_READING TEXT_

It's official: road users who ventured outdoors during COVID-19 lockdowns had a greater chance of being killed than any time in the past 15 years, despite historic declines in driving — suggesting that the real problem remains streets that are designed only to move cars quickly.
The rate of roadway fatalities skyrocketed to 1.42 deaths per 100 million vehicle miles traveled in the second quarter of 2020, according to the National Highway Safety Administration's just-released report. The rate was just 1.08 deaths per 100 million miles over the same period last year — a five-year low. This year's spike represents a 32-percent increase.
The data cements the findings of street safety journalists who have speculated for months that rising state and local fatality rates were signs of a bloody national trend — including Streetsblog, which has reported on the phenomenon since the beginning of citywide lockdowns. Traffic violence experts have consistently attributed the death toll to our nation's penchant for road designs that induce drivers to speed when roadways are empty — and many roads were indeed wide open because of the pandemic.
“We do have fewer car crashes right now, because there are fewer cars,” said Jacque Knight, a St. Louis-based traffic planner, told Streetsblog back in March. “But the crashes we do have are likely to be more severe because speed is the biggest determinant of serious injury and mortality — especially for pedestrians. Our hospitals can’t handle that right now.”
With so many fewer cars on the road, the raw number of deadly crashes did decrease during the height of quarantine orders, but not by very much. NHTSA reports that 8,870 people lost their lives on U.S. roadways between April and June of this year — just a 3.3-percent decrease over the same period last year, despite declines of driving of as much as 94 percent in many areas of the country.

_MATERIAL PROVIDED_
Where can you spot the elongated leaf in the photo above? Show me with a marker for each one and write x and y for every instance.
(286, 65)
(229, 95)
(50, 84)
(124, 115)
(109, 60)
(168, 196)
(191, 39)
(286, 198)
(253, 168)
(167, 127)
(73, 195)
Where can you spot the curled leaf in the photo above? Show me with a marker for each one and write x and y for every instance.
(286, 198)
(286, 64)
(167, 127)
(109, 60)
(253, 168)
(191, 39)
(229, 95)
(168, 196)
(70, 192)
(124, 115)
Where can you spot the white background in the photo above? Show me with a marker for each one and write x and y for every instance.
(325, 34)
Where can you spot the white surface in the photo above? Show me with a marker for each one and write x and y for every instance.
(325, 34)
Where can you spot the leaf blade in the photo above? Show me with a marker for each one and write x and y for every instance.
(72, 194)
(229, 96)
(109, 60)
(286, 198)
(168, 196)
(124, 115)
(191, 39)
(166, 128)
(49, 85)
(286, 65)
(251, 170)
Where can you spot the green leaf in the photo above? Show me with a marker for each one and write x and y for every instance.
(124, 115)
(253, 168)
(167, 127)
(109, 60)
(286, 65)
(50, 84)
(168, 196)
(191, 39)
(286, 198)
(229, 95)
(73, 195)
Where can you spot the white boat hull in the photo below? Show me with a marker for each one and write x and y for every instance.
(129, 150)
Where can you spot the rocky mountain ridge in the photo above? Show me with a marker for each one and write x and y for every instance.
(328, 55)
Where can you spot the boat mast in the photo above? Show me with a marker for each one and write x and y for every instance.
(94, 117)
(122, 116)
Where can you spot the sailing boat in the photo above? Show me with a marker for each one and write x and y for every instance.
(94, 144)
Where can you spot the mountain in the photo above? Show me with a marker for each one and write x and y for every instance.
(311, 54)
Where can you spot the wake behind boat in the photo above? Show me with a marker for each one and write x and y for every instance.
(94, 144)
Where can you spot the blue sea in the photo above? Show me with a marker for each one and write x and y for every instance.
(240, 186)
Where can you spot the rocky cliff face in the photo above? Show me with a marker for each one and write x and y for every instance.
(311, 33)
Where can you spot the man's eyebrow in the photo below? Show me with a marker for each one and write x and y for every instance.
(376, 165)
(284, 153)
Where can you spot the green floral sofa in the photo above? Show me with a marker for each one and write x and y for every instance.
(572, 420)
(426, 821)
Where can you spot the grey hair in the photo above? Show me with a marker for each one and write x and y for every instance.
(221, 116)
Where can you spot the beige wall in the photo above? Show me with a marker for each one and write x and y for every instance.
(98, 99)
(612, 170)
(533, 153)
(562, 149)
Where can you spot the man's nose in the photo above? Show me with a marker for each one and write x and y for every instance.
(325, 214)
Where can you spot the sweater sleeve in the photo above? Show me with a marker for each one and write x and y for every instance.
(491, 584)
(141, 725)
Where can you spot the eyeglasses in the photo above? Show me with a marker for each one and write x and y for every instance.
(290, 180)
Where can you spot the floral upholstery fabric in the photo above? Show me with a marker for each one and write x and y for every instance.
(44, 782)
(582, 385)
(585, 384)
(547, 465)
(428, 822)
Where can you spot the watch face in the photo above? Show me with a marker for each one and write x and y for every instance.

_EXERCISE 1_
In the article on traffic deaths during the COVID-19 lockdowns, what was the U.S. roadway fatality rate in the second quarter of 2020?
_EXERCISE 2_
Pick up the article on traffic deaths during the COVID-19 lockdowns after its final sentence and carry it on.

_RESULT 1_
1.42 deaths per 100 million vehicle miles traveled

_RESULT 2_
Unfortunately, the federal agency blamed the bloodshed on everything but bad road design. In an exclusive to Reuters, a spokesperson for NHTSA speculated that “drivers who remained on the roads engaged in more risky behavior, including speeding, failing to wear seat belts, and driving under the influence of drugs or alcohol,” but provided no evidence that those behaviors increased during the second quarter. Speeding, of course, was indisputably on the rise this spring, but that was likely less a matter of individual drivers exercising bad judgment than the systemic impact of wide open roadways inducing drivers to go too fast.
One reason the Administration might not have that data is because law enforcement officers largely didn't stop bad drivers during the early days of the pandemic, which departments attributed to the need for officers to practice social distancing. NHTSA also speculated to Reuters that it was "possible that drivers’ perception that they may be caught breaking a law was reduced.” There's no definitive data to disprove that yet, but it bears repeating that America's heavily policed roads have never really succeeded in curbing our traffic violence crisis at any point in modern history — and have precipitated an unacceptable police violence crisis among communities of color.
Infrastructure-based solutions, of course, do have a proven track record of saving lives without increasing interactions between the public and police — and since traffic volumes may not rebound to pre-pandemic levels ever, it's past time to put our money and energy behind what works.